### To do
Print every line of the listing exactly, please.
Input data below:
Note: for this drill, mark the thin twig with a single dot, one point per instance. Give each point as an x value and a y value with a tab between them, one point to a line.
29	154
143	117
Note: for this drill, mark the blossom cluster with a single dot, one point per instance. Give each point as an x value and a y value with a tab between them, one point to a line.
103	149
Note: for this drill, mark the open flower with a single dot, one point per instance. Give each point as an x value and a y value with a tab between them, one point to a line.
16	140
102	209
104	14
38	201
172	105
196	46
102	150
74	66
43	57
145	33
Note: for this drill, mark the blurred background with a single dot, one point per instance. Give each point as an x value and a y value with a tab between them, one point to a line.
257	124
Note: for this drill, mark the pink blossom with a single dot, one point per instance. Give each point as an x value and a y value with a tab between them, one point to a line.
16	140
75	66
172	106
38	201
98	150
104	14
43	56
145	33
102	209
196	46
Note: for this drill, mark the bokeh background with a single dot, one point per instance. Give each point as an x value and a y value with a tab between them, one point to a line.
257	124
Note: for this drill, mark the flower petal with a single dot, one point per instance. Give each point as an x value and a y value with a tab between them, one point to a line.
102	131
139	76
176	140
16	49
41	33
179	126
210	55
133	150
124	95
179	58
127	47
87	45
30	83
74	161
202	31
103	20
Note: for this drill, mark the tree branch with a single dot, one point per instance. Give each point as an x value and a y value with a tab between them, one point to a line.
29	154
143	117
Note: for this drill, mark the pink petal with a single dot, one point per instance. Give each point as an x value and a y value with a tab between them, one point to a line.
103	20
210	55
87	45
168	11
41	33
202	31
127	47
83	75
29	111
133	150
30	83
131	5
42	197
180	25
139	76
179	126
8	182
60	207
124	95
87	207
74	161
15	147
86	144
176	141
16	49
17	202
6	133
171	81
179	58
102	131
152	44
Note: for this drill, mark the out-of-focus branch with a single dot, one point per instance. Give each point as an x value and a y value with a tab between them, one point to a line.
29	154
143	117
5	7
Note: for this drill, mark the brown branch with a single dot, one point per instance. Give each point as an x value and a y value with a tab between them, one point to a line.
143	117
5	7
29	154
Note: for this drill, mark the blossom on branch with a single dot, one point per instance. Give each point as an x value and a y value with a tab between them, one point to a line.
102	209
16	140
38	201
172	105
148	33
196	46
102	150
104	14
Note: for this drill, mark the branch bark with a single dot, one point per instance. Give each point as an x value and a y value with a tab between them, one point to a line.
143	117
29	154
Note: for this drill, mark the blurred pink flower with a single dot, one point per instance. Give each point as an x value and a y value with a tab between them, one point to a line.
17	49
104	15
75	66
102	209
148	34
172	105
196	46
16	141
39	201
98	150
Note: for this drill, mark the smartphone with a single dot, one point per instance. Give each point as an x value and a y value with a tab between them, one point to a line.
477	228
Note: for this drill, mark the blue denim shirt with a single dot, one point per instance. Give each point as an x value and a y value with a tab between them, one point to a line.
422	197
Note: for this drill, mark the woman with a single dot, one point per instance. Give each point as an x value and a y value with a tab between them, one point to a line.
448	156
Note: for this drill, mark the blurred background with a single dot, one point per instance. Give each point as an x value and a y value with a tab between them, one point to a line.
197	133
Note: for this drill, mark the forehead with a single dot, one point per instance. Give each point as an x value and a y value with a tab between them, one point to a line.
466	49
End of Input data.
### Answer to this exercise
Note: for this drill, mark the thin twig with a single dot, one point per instance. Give each point as an x value and a y value with a tab between them, one point to a line.
29	154
143	117
Note: for this drill, mark the blossom cluster with a single dot, one point per instance. Give each point as an x value and a y value with a tab between them, one point to a line.
103	149
Note: for this drill, mark the open flower with a single dot, one point per instance. Give each point as an x value and a y value with a tab between them, one point to a line.
16	140
102	209
104	14
38	201
172	105
196	46
102	150
74	66
43	57
145	33
Note: for this drill, mark the blurred background with a single dot, one point per instance. Give each point as an x value and a y value with a tab between them, one point to a line.
257	124
Note: for this drill, mark the pink blossom with a single dot, one point per instance. Give each point as an x value and a y value with a tab between them, one point to a line.
16	140
75	66
172	106
38	201
98	150
104	14
43	56
145	33
102	209
196	46
Note: for this drill, mark the bokeh background with a single dot, one point per instance. Give each point as an x value and a y value with a tab between them, one point to a line.
257	124
Note: for this drill, mark the flower petal with a single dot, one point per instance. Give each point as an x value and a y value with a tab between them, one point to a line.
102	131
139	76
176	140
16	49
41	33
179	126
210	55
133	150
124	95
179	58
127	47
87	45
30	83
74	161
202	31
103	20
Note: for this drill, mark the tree branch with a single dot, one point per instance. Give each point as an x value and a y value with a tab between them, one point to a line.
29	154
143	117
Note: for this drill, mark the pink petal with a single dot, one point per instance. Give each point as an x value and a y value with a tab between them, one point to a line.
103	20
210	55
87	45
168	11
41	33
202	31
127	47
83	75
29	111
133	150
30	83
131	5
42	197
180	25
139	76
179	126
8	182
60	207
124	95
87	207
74	161
15	147
86	144
176	141
16	49
17	202
6	133
171	81
179	58
102	131
152	44
Note: for this drill, mark the out-of-focus branch with a single dot, one point per instance. Give each point as an x value and a y value with a tab between them, one point to a line.
29	154
143	117
5	7
Note: for this drill, mark the brown branch with a single dot, one point per instance. Give each point as an x value and a y value with a tab between them, one point to a line.
143	117
5	7
29	154
Note: for this drill, mark the blossom on branch with a single dot, one point per instance. Give each point as an x value and a y value with a tab between them, one point to a line.
102	209
16	140
38	201
172	105
148	33
196	46
102	150
104	14
Note: for this drill, mark the branch bark with a single dot, one point per instance. Give each point as an x value and a y value with a tab between them, one point to a line.
143	117
29	154
Note: for this drill, mark the blurred pink flower with a single dot, one point per instance. Give each point as an x value and a y value with a tab between them, one point to a line.
17	49
104	15
75	66
102	209
148	34
172	105
196	46
16	141
39	201
98	150
Note: for this drill, mark the smartphone with a single dot, one point per instance. Give each point as an x value and a y value with a tab between them, one point to a line.
477	228
Note: for this drill, mark the blue denim shirt with a single dot, one point per instance. Give each point as an x value and a y value with a tab between them, one point to a line.
422	197
Note: for this drill, mark the woman with a single dot, one point per instance. Give each point as an x value and a y value with a tab between them, one point to a line.
448	156
Note: for this drill, mark the blurred background with a single dot, one point per instance. Give each point as an x value and a y value with a tab between them, one point to a line.
197	133
Note: for this drill, mark the forehead with a single dot, one point per instance. Give each point as an x value and a y value with a tab between them, one point to a line.
466	49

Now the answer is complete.